# MATERIAL SHOWN
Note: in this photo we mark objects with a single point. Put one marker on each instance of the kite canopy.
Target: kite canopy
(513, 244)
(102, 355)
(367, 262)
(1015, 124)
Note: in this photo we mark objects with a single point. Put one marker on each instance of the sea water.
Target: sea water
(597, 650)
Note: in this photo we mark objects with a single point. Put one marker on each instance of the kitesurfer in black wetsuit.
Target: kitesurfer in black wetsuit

...

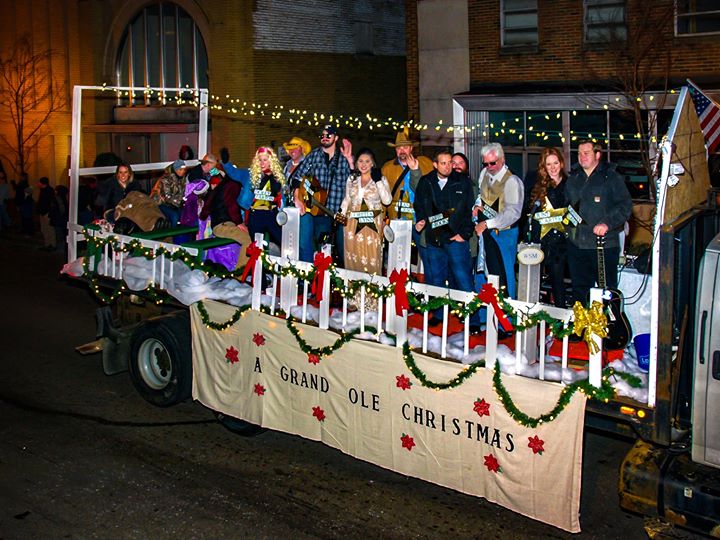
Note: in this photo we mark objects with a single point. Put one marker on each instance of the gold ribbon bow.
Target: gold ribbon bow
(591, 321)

...

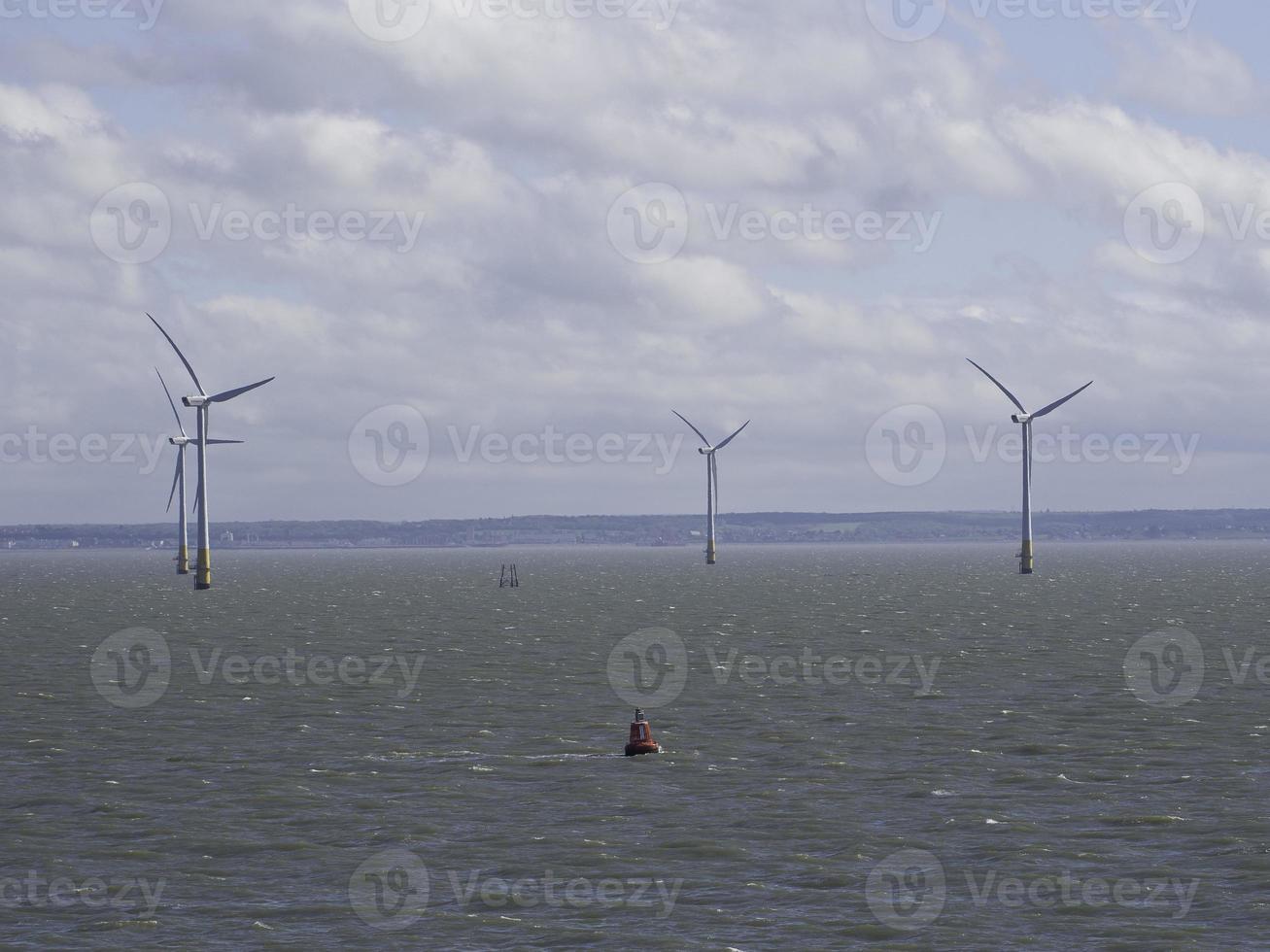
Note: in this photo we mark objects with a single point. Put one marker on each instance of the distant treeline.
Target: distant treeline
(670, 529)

# DESCRIPTION OF THE TASK
Report every line in the entries above that contains the string "treeline", copying each such line in full.

# SOLUTION FOR THIS TASK
Note: in this photo we mark objects with a single point. Put one marker on each instance of the distant treeline.
Target: distant treeline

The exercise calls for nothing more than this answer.